▶ _Excerpted text_:
Thursday, September 10, 2009
Chelsea Elementary School / Loblaws Peanut -Free products
The following is my second instalment in BloggerAid Changing The Face Of Famine View and Review Program. I personally started the sampling with the low fat Blue Menu Peanut-Free Whole Wheat Bran Bites with Maple and a cup of tea and I can unequivocally state that not only did they hit the spot as a late afternoon pick me up but they were delicious and the subtle maple flavoring was a nice added touch. Dani my five year old niece entering kindergarten had the peanut-free animal crackers and told her mommy she would like them in her lunch box every time. Some of the big boys in the neighborhood who sampled the Loblaw's peanut-free Dipped and Chewy Chocolate Granola Bars said that not only were they great tasting but in a mock-up blind fold test could not tell the difference between the peanut-free brand and their regular brand. With a good cross selection of samplers the consensus is that they Loblaws Peanut-Free products passed the test in flavor and taste. 5star!

▶ _Set task A_: Duplicate the lines of the listing below, from the line containing "Could you point to the stainless steel oven" through the end of the listing, inclusive.

▶ _Provided entries_:
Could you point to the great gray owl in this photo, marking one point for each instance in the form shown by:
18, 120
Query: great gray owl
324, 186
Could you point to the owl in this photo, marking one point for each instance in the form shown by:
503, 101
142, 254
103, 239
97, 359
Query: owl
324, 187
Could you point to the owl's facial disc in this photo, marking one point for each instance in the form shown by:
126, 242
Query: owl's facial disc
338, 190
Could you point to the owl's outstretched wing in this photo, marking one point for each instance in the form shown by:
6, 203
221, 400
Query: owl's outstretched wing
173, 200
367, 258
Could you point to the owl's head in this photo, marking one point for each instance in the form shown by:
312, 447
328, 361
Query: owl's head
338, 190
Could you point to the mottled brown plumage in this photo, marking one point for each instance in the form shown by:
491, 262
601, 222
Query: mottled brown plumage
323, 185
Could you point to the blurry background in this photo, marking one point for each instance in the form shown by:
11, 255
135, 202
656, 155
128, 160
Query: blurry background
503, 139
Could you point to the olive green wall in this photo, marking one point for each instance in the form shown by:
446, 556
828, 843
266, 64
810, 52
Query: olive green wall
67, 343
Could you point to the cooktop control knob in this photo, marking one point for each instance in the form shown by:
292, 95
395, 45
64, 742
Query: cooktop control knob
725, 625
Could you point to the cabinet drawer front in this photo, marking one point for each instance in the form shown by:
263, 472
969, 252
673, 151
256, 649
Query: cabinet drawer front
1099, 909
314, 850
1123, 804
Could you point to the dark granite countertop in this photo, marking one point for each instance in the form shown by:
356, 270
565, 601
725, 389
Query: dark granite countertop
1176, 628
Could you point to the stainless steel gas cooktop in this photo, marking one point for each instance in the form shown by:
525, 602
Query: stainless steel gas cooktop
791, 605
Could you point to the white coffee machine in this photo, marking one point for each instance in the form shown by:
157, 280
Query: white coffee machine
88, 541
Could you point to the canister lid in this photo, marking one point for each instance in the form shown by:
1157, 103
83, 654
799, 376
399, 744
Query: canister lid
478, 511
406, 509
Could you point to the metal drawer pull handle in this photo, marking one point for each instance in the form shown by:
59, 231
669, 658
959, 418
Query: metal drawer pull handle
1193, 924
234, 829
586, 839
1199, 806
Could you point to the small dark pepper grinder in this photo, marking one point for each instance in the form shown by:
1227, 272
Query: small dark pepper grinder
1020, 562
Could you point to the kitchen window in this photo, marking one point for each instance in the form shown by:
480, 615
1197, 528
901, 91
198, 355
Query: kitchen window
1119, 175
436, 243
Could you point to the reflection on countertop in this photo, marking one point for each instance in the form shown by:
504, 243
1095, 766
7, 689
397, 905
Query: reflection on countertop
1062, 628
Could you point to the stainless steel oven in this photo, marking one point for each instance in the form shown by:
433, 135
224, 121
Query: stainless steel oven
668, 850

▶ _Set task B_: Pick up the review of Loblaws peanut-free products above and continue it from its last sentence.

▶ _Exercise answer A_:
Could you point to the stainless steel oven in this photo, marking one point for each instance in the form shown by:
433, 135
224, 121
Query: stainless steel oven
668, 850

▶ _Exercise answer B_:
However, last week I went to visit one of the schools that I taught at within the Western Quebec School Board. Chelsea School is located in the municipality of Chelsea, Quebec, in the beautiful picturesque Gatineau Hills. It is a school committed first and foremost to the children that they serve. The purpose of my visit was to donate the rest of the Peanut-Free products that Loblaws had so generously sent to me (see previous post) and to meet with Ralph Mason the principal who was graciously going to distribute the products to Peanut- free classrooms . Those rooms that had a child in it with a peanut allergy.
When I taught there in early 2000 the school did have a Peanut-Free program in place to accommodate children with peanut allergies. Ralph mentioned that he was extremely concerned with the rise in numbers of allergy afflicted children at Chelsea school , in particular, peanut, egg, and milk. For him as a principal it means making drastic changes to existing policies and possibly going totally Peanut-Free throughout the entire school. However, this would require much dialogue and debate between himself and concerned parents on both sides of the issue.
More and more schools are banning peanut products as the number of kids that have this potentially threatening allergy has dramatically grown. At Chelsea, out of nearly 300 students 4 have severe peanut allergies (not to mention the number of students there with milk and egg allergies). However, with parents on both sides of the fence totally banning these products leaves the school smack in the middle of this controversial issue. What to do?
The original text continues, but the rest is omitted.